§ **Objectives**
#1 According to the passage about Mr. Chase, where did he once travel?
#2 Continue the passage about Mr. Chase from its last sentence.

This revered personage was the first Bahai in America. He served the Cause faithfully and his services will ever be remembered throughout future ages and cycles. He has written many books in this Cause and they will be studied carefully by the coming generations. He traveled once to Acca and there we associated with each other for several days. Indeed he became free from the troubles of this world. No matter how long he might have remained here, he would have met nothing else but trouble. The purpose of life is to get certain results; that is, the life of man must bring forth certain fruitage. It does not depend upon the length of the life. As soon as the life is crowned with fruition then it is completed, although that person may have a short life. . . . Praise be to God! the tree of Mr. Chase's life brought forth fruit. It gave complete fruit, therefore he is free. He attained eternal rest. He is now in the presence of BAHA'O'LLAH.

§ **Dataset content**
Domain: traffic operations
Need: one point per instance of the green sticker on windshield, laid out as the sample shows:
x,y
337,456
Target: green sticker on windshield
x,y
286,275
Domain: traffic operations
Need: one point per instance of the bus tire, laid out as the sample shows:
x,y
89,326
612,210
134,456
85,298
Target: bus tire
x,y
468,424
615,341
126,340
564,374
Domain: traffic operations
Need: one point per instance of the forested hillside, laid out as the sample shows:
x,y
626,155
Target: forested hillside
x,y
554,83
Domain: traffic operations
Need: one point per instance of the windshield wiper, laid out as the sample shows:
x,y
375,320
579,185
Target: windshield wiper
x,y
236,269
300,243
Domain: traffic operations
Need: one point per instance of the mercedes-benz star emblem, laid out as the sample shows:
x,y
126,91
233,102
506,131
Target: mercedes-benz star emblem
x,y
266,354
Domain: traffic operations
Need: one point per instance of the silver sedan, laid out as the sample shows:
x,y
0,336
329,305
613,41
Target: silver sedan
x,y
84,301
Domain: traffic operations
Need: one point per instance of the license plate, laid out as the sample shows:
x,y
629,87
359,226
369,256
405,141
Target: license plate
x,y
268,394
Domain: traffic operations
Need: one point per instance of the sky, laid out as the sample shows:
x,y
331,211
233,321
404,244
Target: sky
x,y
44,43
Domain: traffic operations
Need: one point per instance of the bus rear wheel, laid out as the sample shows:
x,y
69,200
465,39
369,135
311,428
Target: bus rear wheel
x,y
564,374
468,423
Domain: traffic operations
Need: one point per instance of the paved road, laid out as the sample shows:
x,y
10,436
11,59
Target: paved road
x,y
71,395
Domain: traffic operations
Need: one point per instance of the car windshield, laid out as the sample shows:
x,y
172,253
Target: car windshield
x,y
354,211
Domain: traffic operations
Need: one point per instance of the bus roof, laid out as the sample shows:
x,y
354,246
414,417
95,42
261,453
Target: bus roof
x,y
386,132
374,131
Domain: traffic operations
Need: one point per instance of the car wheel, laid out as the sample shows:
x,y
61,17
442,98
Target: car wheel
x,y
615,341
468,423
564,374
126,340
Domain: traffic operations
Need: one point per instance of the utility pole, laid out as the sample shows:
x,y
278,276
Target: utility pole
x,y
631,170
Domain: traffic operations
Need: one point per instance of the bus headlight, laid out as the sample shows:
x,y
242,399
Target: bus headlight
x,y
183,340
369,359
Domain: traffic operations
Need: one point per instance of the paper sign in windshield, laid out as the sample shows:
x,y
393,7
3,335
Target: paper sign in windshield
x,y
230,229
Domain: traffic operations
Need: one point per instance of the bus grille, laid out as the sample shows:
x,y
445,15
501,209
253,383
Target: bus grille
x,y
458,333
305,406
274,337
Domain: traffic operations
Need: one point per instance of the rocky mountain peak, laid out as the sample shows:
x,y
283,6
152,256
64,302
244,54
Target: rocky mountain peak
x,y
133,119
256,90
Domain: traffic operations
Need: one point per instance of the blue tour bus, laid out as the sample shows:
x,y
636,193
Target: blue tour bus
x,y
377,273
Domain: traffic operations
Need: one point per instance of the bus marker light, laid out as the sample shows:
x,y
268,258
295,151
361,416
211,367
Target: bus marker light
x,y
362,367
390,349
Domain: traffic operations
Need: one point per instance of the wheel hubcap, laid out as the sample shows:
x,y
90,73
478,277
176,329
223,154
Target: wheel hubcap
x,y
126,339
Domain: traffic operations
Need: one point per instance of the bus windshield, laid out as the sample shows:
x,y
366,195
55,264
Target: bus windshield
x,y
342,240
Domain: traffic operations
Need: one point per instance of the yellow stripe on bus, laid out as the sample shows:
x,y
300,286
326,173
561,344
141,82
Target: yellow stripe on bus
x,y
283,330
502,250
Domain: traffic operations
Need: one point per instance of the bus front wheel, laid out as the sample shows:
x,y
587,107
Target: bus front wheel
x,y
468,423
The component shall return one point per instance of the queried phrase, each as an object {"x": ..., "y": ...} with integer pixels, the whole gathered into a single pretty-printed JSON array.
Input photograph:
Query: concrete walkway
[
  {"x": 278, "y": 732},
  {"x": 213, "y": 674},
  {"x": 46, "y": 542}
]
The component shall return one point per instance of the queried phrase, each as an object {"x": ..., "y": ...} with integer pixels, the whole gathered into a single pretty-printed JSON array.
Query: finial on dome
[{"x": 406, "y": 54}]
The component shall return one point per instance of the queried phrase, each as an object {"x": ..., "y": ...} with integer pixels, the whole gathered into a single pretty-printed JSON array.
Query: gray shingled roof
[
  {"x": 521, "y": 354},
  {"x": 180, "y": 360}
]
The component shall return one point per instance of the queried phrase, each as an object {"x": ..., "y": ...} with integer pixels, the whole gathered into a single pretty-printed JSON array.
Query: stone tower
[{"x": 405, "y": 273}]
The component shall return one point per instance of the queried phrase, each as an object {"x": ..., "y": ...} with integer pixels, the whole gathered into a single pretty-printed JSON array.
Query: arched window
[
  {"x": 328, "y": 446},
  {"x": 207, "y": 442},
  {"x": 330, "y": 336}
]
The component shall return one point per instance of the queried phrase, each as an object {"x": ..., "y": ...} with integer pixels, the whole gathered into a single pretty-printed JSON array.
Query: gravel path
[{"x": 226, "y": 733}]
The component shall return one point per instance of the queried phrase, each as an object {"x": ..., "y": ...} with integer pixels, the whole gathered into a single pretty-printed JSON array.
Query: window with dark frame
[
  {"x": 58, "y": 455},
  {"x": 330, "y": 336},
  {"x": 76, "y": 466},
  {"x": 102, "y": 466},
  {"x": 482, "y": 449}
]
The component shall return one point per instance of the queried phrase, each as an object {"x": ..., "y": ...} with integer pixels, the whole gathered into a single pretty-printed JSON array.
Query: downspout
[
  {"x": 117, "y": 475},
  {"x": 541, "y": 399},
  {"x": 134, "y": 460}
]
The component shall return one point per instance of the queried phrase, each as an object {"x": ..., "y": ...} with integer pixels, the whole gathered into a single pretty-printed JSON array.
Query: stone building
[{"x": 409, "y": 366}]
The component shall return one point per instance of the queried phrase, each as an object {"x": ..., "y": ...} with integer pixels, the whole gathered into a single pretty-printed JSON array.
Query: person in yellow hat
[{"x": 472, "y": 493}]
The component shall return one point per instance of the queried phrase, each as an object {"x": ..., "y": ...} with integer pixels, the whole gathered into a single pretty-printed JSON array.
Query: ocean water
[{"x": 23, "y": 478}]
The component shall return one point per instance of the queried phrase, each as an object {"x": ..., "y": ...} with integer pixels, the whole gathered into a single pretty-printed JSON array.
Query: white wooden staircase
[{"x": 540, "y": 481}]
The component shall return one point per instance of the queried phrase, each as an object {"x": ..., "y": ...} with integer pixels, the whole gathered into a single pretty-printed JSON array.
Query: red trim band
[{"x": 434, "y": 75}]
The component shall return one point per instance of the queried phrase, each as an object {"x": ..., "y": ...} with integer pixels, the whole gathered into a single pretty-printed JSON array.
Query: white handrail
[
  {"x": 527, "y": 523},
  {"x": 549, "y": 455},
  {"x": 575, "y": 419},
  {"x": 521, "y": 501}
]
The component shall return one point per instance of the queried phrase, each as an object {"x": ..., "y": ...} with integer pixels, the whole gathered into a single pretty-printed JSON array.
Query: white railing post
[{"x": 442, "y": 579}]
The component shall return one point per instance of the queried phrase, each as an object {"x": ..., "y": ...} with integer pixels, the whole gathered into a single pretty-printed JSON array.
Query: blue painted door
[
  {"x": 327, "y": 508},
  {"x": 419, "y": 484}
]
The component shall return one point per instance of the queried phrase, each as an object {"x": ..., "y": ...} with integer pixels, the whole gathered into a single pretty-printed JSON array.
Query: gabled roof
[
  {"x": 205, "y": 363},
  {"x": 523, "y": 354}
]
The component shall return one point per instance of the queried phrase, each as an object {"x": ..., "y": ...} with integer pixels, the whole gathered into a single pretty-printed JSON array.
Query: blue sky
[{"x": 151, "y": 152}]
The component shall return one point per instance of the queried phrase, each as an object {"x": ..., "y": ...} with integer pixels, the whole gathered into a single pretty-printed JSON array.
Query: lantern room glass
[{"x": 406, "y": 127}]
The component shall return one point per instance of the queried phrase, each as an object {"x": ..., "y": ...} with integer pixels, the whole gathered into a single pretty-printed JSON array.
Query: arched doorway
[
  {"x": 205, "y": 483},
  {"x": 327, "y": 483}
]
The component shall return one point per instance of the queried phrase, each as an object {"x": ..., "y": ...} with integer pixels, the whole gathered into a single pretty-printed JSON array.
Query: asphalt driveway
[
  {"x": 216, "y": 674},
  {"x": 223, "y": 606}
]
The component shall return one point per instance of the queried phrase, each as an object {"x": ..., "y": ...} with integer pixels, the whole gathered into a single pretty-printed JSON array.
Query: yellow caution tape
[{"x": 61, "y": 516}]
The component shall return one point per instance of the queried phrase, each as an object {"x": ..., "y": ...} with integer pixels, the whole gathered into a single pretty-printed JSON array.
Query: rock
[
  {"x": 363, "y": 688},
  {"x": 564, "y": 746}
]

§ **Answers for the tasks**
#1 He traveled once to Acca.

#2
Apparently `Abdu'l-Bahá also told the San Francisco Bahá'ís that Thornton's grave should be visited annually.[5]

      Because He was exhausted, `Abdu'l-Bahá had not originally intended to visit any places outside the San Francisco Bay area. But Thornton's death changed his plans. `Abdu'l-Bahá had already missed Thornton's funeral; a beautiful service had been held on 4 October, after which Thornton was laid to rest in Inglewood Cemetery. Nevertheless, `Abdu'l-Bahá decided to pay his respects to the first American Bahá'í. As `Abdu'l-Bahá later explained to the Bahá'ís in Oakland, "I would not have gone to Los Angeles had it not been to visit the tomb of Mr. Thornton Chase."[6] `Abdu'l-Bahá left San Francisco for Los Angeles on Friday, 18 October, and visited Thornton's grave on Saturday afternoon, 19 October. He then took a train back to San Francisco on Monday, 21 October.

      Twenty-five Bahá'ís accompanied `Abdu'l-Bahá to Thornton Chase's grave. According to `Abdu'l-Bahá's secretary, Mamúd-i-Zarqání, `Abdu'l-Bahá walked straight to the gravesite without asking its whereabouts. He praised the beauty and verdure of the cemetery, then adorned the grave with flowers "with a love and affection which struck the bystanders with astonishment."[7] After chanting a prayer, `Abdu'l-Bahá revealed a prayer about Thornton:

      O my God! O my God! Verily, this is a servant of Thine, who did believe on Thee and in Thy signs; verily he harkened to Thy summons, turned to Thy Kingdom, humbled himself at Thy holy threshold, was possessed of a contrite heart, arose to serve Thy cause, to spread Thy fragrances, to promote Thy word, and to expound Thy wisdom.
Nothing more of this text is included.